→ **Work to be completed**: Reproduce the listing below word for word.
↓↓↓
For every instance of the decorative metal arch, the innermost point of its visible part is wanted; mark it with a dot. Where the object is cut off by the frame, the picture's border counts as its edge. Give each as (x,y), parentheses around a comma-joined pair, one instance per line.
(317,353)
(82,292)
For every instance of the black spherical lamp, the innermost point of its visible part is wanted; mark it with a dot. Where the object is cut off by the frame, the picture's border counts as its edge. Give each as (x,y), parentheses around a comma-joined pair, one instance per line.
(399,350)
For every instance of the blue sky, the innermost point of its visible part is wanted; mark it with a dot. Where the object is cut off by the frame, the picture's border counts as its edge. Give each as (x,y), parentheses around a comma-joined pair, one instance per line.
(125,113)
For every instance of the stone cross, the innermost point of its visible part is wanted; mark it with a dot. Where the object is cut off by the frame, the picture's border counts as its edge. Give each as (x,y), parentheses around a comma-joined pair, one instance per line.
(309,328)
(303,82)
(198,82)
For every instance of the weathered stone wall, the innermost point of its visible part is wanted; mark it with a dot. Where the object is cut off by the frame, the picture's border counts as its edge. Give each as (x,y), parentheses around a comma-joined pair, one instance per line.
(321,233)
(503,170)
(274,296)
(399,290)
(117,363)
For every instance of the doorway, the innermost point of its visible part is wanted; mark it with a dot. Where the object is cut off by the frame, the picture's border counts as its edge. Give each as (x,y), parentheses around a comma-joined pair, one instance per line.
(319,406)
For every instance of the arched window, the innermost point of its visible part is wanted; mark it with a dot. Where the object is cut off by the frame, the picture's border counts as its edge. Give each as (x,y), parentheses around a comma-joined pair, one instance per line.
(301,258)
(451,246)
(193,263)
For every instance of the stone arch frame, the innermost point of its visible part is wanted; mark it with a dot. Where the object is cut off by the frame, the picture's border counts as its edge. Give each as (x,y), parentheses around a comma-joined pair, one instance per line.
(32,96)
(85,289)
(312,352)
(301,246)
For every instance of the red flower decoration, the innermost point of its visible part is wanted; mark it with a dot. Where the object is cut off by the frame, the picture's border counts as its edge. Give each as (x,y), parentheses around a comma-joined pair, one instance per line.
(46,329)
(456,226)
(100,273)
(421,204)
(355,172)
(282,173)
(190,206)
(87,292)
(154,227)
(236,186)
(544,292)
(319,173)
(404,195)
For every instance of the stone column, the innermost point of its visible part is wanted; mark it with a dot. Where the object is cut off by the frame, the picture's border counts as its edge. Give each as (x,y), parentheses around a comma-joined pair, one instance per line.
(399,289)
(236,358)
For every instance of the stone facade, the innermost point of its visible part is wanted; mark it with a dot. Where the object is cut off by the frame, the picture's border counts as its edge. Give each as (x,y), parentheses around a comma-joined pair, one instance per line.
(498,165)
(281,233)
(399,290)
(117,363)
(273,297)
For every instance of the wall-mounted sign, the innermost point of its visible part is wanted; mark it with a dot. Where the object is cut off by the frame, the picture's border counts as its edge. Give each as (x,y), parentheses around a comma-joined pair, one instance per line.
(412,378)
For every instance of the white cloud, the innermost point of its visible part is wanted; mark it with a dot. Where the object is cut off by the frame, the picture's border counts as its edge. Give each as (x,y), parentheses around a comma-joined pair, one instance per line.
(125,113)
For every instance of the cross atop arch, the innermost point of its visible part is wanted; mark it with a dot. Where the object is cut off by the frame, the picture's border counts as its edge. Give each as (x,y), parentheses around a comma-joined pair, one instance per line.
↑↑↑
→ **Exercise output**:
For every instance of the decorative metal arch, the innermost point of its visible part is wanted; mark it with a dot. Where the object is cut off by the frame, the picture's border counts as its edge. Give each as (x,y), parentheses around a comma-joined pair, one instance per line.
(317,353)
(82,292)
For every instance of the black spherical lamp, the innermost point of its visible part is wanted; mark it with a dot. Where the object is cut off by the frame, the picture's border counts as its edge. Give each as (x,y), parentheses around a comma-joined pair, one instance per line.
(399,350)
For every instance of the blue sky, the innermost point of its visible part is wanted; mark it with a dot. Where the object is cut off by the frame, the picture's border counts as its edge. Give each as (x,y), parentheses around a comma-joined pair, one instance per line.
(125,113)
For every instance of the stone cross, the innermost point of its visible part is wanted; mark it with a dot. Where the object is cut off by the frame, the picture's border counts as its edge. Give each as (x,y), parentheses around a comma-joined pair, one instance per line.
(309,328)
(303,82)
(198,82)
For every instance of the weathered stone wall, the innermost point of its visible part is wanted; mark it with a dot. Where the object is cut off by the frame, the picture's border counts as its edge. Give each as (x,y), parentheses around a comma-joined pair, one instance per line.
(321,233)
(503,170)
(274,296)
(399,290)
(117,363)
For every instance of the doorway, the innermost point of its visible part is wanted; mark it with a dot. Where the object is cut off by the frame, the picture's border counts as its edge. Give each as (x,y), parentheses around a comma-joined pair, one instance per line.
(319,406)
For every instance of the arched window, the innermost point of its visible part is wanted; mark it with a dot. Where the object is cut off by the frame, the picture's border counts as its edge. Give each as (x,y), parentheses around a comma-joined pair, one instance per line.
(301,258)
(451,246)
(193,263)
For every instance of the stone arch frame, the innermost point of its visible part is wanted; mark it with a dot. Where the object is cut off by the frame, the picture's border counts as its edge. Give each as (x,y), parentheses around a comma-joined pair, one instance per line.
(32,96)
(85,289)
(312,352)
(301,246)
For every instance of the red flower decoration, the innermost point of its visible part is wanted; mark it with a dot. Where the object is cut off by the frame, the picture's border counts as its edge. Give each as (x,y), parentheses around a comma-joined pair, one instance per line.
(46,329)
(456,226)
(100,273)
(421,204)
(355,172)
(282,173)
(190,206)
(87,292)
(154,227)
(236,186)
(544,292)
(319,173)
(404,195)
For every instance of the stone column, the innermost point of its visible part is wanted; mark it with a dot. Where the object is cut off by the frame, the picture's border counts as its edge. Give each as (x,y), parentheses around a comma-joined pair, one instance per line.
(399,289)
(236,358)
For every instance of the stone facade, the innermost point of its visible part is wanted; mark it with a dot. Where the object is cut off by the frame, the picture's border counts as its edge. Give each as (x,y), parentheses around a comma-joined pair, one instance per line.
(498,165)
(281,233)
(399,290)
(117,363)
(273,297)
For every instance of the wall-mounted sign, the innermost point of its visible part is wanted; mark it with a dot. Where the object is cut off by the frame, the picture's border counts as its edge. Give each as (x,y), parentheses around a comma-joined pair, one instance per line.
(412,378)
For every instance of the white cloud, the innermost point of its visible part is wanted; mark it with a dot. Where the object is cut off by the frame, the picture's border counts as its edge. Give each as (x,y), parentheses around a comma-joined pair, one instance per line.
(125,113)
For every instance of the cross atop arch, the innermost point of its visible part is wanted; mark it with a dot. Where the object is cut off by the frame, the picture's border counts as its edge. Give each as (x,y), parentheses around a comma-joined pair, one instance per line.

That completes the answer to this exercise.